▸ Available data
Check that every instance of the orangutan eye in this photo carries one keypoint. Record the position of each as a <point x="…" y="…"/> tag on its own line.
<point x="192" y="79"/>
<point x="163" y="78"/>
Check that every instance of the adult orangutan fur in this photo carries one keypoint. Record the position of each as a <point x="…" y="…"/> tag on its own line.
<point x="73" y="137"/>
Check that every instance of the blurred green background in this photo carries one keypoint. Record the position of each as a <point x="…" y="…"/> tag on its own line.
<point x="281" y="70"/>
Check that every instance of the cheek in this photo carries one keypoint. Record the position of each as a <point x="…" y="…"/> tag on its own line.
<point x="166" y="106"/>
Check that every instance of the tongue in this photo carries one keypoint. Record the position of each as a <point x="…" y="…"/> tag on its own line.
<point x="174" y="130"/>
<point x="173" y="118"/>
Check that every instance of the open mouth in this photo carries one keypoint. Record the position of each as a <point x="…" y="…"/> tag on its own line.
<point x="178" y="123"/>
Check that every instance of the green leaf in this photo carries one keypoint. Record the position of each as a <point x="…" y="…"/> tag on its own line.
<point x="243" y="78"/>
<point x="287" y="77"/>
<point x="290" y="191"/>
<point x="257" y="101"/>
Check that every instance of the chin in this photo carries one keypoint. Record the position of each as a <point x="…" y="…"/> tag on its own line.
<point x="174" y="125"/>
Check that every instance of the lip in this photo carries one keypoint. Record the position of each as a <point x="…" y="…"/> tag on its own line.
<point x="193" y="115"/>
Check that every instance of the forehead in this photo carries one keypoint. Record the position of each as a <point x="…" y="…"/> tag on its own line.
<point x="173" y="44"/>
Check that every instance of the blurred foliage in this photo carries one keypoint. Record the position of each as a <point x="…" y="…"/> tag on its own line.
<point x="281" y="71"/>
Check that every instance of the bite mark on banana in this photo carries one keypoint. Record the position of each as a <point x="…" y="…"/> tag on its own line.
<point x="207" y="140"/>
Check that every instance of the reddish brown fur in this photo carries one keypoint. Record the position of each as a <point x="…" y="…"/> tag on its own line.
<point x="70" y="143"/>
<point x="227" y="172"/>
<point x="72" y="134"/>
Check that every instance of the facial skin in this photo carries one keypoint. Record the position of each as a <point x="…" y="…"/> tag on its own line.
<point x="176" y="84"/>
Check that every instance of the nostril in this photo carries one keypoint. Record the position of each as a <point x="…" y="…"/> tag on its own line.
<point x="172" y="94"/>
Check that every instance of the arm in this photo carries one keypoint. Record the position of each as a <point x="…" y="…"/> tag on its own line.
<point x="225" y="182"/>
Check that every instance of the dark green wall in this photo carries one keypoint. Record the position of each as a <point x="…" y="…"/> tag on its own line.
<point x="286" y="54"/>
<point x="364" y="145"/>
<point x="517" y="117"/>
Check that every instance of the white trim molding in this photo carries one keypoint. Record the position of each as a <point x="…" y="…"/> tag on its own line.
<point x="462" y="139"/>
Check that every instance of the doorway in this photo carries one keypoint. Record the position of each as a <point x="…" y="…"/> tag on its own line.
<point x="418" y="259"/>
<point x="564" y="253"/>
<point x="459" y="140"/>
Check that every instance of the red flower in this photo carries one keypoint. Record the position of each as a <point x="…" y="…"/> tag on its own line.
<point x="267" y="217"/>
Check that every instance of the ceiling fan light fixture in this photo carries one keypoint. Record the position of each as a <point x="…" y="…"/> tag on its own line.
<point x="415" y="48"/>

▸ Task to complete
Reproduce the records in full, exactly as written.

▸ Solution to this problem
Check that every instance of the orangutan eye in this photo carries one keypoint. Record the position of each as a <point x="…" y="…"/> tag on its own line.
<point x="192" y="79"/>
<point x="163" y="78"/>
Check that every instance of the adult orangutan fur in this photo carries one keypoint. Record the position of each as a <point x="…" y="…"/> tag on its own line.
<point x="73" y="137"/>
Check that every instance of the blurred green background in this photo carries one keypoint. Record the position of each as a <point x="…" y="…"/> tag on its own line.
<point x="281" y="70"/>
Check that every instance of the cheek in this photo carries one keypoint. Record the position of each as a <point x="…" y="…"/> tag on its own line.
<point x="166" y="106"/>
Check that every instance of the tongue in this photo carries one keypoint. Record the position of each as a <point x="…" y="…"/> tag on its own line.
<point x="174" y="130"/>
<point x="173" y="118"/>
Check that every instance of the open mouth in this photo carries one keypoint. Record the position of each as a <point x="…" y="…"/> tag on its own line.
<point x="178" y="123"/>
Check that every instance of the green leaf in this photo carries one keypoint. Record the position of each as a <point x="…" y="…"/> tag on its own line.
<point x="243" y="78"/>
<point x="287" y="77"/>
<point x="290" y="191"/>
<point x="257" y="101"/>
Check that every instance of the chin in this photo carries one keypoint. Record the position of each as a <point x="…" y="…"/> tag on its own line.
<point x="174" y="125"/>
Check that every instance of the lip in this photo carries one keypoint. Record the position of each as a <point x="…" y="…"/> tag on its own line.
<point x="193" y="115"/>
Check that every instance of the forehead in this photo carries one keypoint. Record the position of each as a <point x="…" y="…"/> tag on its own line.
<point x="173" y="44"/>
Check that every instance of the blurred foliage in this photo carries one keypoint. Record the position of each as a <point x="…" y="…"/> tag on its own line.
<point x="281" y="71"/>
Check that every instance of the bite mark on banana in this photo carries one keypoint. Record the position of each as a <point x="…" y="…"/> tag on its own line.
<point x="207" y="140"/>
Check that every instance of the reddish brown fur in this photo carries one keypoint. Record the position of each as a <point x="…" y="…"/> tag on its own line.
<point x="70" y="143"/>
<point x="227" y="172"/>
<point x="72" y="134"/>
Check that every instance of the facial skin in this photo carries one keypoint. Record the position of each as a <point x="…" y="…"/> tag on its own line.
<point x="176" y="84"/>
Check that every instance of the nostril in this photo carries one keypoint. Record the position of each as a <point x="…" y="…"/> tag on its own line.
<point x="172" y="94"/>
Check that every instance of the arm in this photo carries one keypoint. Record the position of each as a <point x="…" y="…"/> tag on its own line.
<point x="225" y="182"/>
Check that every instance of the dark green wall in this photo carries one keypoint. Record the position of each as a <point x="…" y="…"/> tag on its own line.
<point x="286" y="54"/>
<point x="364" y="145"/>
<point x="517" y="117"/>
Check that every instance of the white trim molding in this photo carries one keypoint. Record the position of each as a <point x="…" y="…"/> tag on its own line.
<point x="462" y="139"/>
Check that every instance of the doorway in this photo carries one keypoint. Record the position of each as a <point x="…" y="…"/> tag on its own line.
<point x="418" y="259"/>
<point x="564" y="253"/>
<point x="459" y="140"/>
Check that every instance of the red flower in this photo carries one keypoint. Record the position of each as a <point x="…" y="…"/> tag on its own line.
<point x="267" y="217"/>
Check that every instance of the ceiling fan light fixture in this photo carries one keypoint. Record the position of each as a <point x="…" y="…"/> tag on its own line.
<point x="415" y="48"/>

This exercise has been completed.